__Task directions__:
Translate this sentence from the atrioventricular fistula text into Spanish: "Many people with congenital AV fistulas are unaware until they become symptomatic."

__Excerpt__:
An atrioventricular fistula is a fistula between an atrium and a ventricle of the heart.
Formation of an AVF is a potential complication of catheter ablation.

Atrioventricular fistulas are also described as atypical connections between an artery and a vein within the human cardiovascular system. There are two forms of AV fistulas: congenital and acquired. Many people with congenital AV fistulas are unaware until they become symptomatic. Symptoms that may present are further explained below. AV fistulas may remain benign but can become sites of abnormal bleeding or of blood flow blockages. Acquired AV fistulas are most commonly associated with a previous history of trauma, including surgery to that area, but are also created via surgery in patients who require regular hemodialysis.

== History of AVF ==
AVF is most commonly seen after experiencing trauma compared to the congenital type. They were commonly seen in the extremities of soldiers coming back from war. Earliest documented AVF finding was in 1757 described by William Hunter.

Acquired AVF

After trauma, most usually a penetrating type, AV fistulas may be created during the regeneration process that the arteries and veins go through on their own. Most acquired AVF from trauma are identified within a week of the injury, but some may go unnoticed for a longer time, depending on size and severity.

Other types of acquired AVF includes AVF obtained via surgery for hemodialysis. These fistulas can be created using the cephalic and basilic veins and the radial and brachial arteries. The most common fistulas are the radio-cephalic AVFs.

Dialysis catheters are recommended for patients with End-Stage Renal Disease that need long-term dialysis. The KDOQI (Kidney Disease Outcomes Quality Initiative) has created the "Rule of 6" which includes various measurements such as flow volume > 600ml/min, vein diameter > 6mm, and vein depth > 6mm to determine if the created fistula is adequate for appropriate use.

Congenital AVF

Congenital AVFs are rare but have been associated with certain disorders such as fibromuscular dysplasia, neurofibromatosis, and some other collagen type disorders.

Symptoms

AVF may form anywhere in the body, and the presenting symptoms depend on the AVF’s location and size. One may feel a vibrating buzz (may be described as a “thrill” or “bruit”) on the skin surface above the AVF.  AVF in the extremities can also cause chronic venous insufficiency, varicose veins, and skin darkening around the AVF.  AVF, if formed in the brain, can cause headaches, seizures, and neurological deficits.

__Extracted records__:
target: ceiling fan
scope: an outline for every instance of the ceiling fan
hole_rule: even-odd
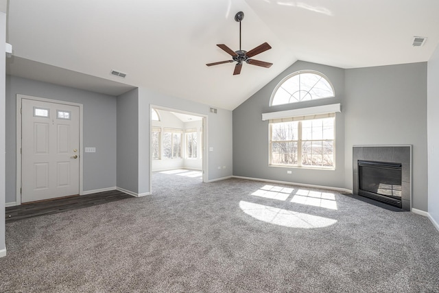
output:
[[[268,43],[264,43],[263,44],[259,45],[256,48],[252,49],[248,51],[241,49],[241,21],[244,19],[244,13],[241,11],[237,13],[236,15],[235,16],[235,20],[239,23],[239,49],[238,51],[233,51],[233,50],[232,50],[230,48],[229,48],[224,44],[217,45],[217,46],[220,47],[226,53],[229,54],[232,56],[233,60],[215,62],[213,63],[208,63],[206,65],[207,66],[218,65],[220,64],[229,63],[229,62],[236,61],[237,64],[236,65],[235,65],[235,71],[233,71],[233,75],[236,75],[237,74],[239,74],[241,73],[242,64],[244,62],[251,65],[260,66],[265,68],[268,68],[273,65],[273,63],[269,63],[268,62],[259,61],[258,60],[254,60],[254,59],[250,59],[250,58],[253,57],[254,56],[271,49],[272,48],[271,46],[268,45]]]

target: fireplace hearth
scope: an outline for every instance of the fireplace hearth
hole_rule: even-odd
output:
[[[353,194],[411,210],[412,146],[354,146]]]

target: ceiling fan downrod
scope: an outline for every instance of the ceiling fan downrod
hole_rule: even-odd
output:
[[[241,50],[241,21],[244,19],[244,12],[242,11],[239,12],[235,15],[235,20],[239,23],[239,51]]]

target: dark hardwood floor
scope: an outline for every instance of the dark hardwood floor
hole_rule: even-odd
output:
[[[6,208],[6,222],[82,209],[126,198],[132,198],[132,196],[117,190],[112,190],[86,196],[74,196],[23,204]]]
---
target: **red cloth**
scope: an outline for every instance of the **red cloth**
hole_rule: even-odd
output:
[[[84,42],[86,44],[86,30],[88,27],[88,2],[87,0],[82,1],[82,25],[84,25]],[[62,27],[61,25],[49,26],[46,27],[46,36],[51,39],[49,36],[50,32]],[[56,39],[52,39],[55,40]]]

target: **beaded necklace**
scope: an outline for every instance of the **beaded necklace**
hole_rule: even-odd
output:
==
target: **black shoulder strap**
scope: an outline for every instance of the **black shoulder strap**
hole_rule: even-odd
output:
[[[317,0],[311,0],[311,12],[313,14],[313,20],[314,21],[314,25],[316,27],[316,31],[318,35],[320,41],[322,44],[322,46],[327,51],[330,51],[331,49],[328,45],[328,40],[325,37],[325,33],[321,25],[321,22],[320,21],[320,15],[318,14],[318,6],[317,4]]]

__Solution to this problem__:
Muchas personas con fístulas AV congénitas no lo saben hasta que presentan síntomas.